Tally the lines of the listing below that contain the word "metal", counting only matches with the same capitalization. Give the number alone.

START Material provided

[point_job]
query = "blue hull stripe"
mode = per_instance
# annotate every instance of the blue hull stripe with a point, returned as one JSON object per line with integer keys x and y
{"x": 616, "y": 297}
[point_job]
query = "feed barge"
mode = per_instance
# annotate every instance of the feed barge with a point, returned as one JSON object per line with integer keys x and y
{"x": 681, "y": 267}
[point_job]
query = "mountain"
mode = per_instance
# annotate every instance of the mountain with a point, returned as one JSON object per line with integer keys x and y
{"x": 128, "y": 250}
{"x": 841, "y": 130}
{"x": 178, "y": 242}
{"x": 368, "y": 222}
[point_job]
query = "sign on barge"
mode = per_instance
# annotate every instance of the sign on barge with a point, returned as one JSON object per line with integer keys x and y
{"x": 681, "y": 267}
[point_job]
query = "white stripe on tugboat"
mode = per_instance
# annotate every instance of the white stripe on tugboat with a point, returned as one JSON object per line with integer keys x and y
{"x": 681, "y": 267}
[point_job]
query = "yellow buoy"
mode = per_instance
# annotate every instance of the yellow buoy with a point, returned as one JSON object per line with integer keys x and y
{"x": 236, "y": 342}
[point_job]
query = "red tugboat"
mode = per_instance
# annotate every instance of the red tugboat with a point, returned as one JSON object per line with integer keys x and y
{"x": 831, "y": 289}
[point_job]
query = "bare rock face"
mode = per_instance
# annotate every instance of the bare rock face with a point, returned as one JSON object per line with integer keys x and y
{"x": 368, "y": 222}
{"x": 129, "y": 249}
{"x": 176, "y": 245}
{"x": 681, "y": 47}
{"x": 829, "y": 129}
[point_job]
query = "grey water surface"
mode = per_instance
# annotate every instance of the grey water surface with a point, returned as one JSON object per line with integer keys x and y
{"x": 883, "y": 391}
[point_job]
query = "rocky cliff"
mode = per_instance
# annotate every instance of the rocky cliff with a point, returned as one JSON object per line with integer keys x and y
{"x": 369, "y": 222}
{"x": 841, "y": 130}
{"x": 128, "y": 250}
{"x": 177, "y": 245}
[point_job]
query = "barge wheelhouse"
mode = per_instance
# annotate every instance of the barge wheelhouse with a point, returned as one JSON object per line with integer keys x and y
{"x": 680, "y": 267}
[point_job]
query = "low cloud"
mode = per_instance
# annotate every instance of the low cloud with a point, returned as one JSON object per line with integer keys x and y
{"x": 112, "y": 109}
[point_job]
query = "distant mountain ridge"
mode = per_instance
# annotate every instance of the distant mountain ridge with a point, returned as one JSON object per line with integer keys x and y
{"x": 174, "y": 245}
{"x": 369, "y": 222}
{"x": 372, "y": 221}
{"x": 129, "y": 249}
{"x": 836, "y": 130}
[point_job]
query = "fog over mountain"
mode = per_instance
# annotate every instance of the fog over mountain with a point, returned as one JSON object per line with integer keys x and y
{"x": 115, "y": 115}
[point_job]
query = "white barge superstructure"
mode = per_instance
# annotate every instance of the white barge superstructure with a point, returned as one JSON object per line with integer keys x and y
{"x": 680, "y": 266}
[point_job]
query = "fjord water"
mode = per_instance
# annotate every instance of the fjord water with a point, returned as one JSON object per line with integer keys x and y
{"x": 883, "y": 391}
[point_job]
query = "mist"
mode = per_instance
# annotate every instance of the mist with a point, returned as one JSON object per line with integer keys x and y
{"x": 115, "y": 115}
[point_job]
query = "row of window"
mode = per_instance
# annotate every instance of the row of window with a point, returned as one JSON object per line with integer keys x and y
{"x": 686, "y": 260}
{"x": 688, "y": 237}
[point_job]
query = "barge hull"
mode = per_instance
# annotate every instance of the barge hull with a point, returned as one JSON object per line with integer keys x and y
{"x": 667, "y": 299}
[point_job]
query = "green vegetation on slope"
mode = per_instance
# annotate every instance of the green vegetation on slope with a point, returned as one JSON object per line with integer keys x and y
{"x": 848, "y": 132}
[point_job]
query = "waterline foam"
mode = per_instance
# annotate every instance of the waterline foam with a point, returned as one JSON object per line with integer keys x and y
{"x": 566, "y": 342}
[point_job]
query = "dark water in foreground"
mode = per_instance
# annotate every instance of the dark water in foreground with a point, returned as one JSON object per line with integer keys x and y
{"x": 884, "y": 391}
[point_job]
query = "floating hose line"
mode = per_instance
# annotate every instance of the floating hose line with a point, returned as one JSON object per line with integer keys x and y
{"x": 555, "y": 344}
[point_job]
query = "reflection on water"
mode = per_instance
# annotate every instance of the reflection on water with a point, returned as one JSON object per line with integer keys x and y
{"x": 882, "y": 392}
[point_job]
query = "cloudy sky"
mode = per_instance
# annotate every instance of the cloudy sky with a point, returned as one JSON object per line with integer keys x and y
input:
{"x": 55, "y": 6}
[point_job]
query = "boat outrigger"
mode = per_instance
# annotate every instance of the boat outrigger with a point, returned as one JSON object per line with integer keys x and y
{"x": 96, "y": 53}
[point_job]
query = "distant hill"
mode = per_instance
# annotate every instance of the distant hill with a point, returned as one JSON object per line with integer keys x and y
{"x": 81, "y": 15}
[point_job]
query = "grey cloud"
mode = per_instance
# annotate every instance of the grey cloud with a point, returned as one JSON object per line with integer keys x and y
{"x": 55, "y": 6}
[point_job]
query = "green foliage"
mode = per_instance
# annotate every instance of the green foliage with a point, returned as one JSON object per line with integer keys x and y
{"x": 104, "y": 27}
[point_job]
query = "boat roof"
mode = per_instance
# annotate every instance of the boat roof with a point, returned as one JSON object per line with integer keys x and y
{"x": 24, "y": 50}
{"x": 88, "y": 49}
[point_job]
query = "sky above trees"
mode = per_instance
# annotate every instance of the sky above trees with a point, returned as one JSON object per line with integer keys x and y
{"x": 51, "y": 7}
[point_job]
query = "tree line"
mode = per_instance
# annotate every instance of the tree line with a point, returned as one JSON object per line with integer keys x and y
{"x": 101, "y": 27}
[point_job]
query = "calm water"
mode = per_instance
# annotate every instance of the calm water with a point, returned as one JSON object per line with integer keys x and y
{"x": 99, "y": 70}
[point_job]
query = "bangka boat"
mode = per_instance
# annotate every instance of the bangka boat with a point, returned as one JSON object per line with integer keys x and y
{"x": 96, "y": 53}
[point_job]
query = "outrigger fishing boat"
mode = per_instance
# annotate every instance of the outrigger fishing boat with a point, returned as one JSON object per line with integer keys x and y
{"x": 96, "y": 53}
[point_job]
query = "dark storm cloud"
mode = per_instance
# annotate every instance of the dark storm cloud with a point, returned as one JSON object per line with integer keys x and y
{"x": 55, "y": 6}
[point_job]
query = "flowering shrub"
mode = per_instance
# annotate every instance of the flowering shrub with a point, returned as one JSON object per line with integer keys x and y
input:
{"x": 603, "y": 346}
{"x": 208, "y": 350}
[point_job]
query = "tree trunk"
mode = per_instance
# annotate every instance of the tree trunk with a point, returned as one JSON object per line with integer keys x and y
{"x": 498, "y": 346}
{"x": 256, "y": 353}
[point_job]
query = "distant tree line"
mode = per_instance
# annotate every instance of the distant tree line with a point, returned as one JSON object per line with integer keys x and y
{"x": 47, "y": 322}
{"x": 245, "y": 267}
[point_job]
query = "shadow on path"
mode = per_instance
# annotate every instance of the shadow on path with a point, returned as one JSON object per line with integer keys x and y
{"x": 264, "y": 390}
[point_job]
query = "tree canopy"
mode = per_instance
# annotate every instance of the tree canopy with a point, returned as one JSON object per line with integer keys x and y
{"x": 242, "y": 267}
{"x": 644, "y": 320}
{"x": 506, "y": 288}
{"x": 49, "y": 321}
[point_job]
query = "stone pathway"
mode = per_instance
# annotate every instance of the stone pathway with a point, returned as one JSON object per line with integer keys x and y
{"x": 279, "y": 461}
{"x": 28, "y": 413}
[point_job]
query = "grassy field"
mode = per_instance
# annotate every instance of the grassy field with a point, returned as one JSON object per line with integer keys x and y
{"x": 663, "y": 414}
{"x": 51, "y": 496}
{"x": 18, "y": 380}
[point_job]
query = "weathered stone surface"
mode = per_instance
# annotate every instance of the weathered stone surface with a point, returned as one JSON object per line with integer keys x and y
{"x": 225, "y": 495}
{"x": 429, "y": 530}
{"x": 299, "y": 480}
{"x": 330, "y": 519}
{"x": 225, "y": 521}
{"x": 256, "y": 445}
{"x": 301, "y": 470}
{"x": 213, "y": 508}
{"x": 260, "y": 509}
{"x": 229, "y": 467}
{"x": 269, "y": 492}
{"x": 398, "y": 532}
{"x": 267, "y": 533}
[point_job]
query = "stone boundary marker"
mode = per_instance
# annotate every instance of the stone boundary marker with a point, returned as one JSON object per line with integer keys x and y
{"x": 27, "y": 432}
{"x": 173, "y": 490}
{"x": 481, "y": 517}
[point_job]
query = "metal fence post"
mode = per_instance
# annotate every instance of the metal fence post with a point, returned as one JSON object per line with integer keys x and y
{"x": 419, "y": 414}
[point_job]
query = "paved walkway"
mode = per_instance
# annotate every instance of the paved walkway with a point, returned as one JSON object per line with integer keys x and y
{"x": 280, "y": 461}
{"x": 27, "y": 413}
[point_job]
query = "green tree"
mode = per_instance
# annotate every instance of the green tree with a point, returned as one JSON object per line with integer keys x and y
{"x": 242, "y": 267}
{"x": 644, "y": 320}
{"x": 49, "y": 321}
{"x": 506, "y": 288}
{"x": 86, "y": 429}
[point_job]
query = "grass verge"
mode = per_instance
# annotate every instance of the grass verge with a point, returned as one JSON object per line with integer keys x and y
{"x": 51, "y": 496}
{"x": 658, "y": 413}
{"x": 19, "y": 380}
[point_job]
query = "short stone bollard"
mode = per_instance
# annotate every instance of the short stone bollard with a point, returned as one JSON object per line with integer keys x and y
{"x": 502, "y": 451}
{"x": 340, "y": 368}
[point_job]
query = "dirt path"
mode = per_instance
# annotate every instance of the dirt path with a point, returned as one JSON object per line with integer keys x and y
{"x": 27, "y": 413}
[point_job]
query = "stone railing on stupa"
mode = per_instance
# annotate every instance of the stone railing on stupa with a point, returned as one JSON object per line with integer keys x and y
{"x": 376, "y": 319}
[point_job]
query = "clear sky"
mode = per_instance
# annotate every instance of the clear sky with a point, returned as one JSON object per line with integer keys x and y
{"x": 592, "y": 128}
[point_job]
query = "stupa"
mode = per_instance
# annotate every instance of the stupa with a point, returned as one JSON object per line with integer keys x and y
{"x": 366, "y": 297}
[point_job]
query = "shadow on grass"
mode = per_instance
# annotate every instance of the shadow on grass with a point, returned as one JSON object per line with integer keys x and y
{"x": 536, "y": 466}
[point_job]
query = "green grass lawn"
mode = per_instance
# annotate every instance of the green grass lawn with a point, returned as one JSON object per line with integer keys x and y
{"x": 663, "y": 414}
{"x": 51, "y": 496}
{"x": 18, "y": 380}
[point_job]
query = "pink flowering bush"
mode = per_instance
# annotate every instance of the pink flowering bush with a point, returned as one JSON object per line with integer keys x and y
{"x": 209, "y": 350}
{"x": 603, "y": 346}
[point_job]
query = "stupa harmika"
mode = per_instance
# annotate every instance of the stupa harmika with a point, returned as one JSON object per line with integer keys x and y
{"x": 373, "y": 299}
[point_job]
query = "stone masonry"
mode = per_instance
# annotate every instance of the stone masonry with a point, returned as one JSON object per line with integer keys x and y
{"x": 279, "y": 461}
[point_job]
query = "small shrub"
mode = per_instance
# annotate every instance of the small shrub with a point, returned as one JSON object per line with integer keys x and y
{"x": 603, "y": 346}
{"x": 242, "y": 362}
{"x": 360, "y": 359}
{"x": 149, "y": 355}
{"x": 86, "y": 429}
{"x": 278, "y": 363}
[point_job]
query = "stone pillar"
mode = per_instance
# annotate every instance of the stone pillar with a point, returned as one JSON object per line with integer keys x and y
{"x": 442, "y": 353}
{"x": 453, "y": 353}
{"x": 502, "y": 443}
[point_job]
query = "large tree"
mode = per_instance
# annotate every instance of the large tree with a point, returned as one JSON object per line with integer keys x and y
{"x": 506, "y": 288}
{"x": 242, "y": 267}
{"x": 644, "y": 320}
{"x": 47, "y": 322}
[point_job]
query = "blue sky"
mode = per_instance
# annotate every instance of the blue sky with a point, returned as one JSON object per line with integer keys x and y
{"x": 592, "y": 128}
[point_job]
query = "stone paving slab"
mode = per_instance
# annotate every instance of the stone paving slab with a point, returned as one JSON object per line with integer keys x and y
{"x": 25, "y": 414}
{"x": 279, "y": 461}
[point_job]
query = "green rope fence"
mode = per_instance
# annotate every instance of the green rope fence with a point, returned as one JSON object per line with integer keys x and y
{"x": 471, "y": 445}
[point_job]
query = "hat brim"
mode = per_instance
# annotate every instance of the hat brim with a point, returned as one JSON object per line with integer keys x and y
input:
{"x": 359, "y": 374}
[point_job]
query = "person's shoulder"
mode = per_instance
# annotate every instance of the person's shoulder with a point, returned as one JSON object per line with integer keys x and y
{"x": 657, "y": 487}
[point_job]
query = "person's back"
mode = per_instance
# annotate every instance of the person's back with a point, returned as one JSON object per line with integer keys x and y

END Material provided

* _Complete answer_
2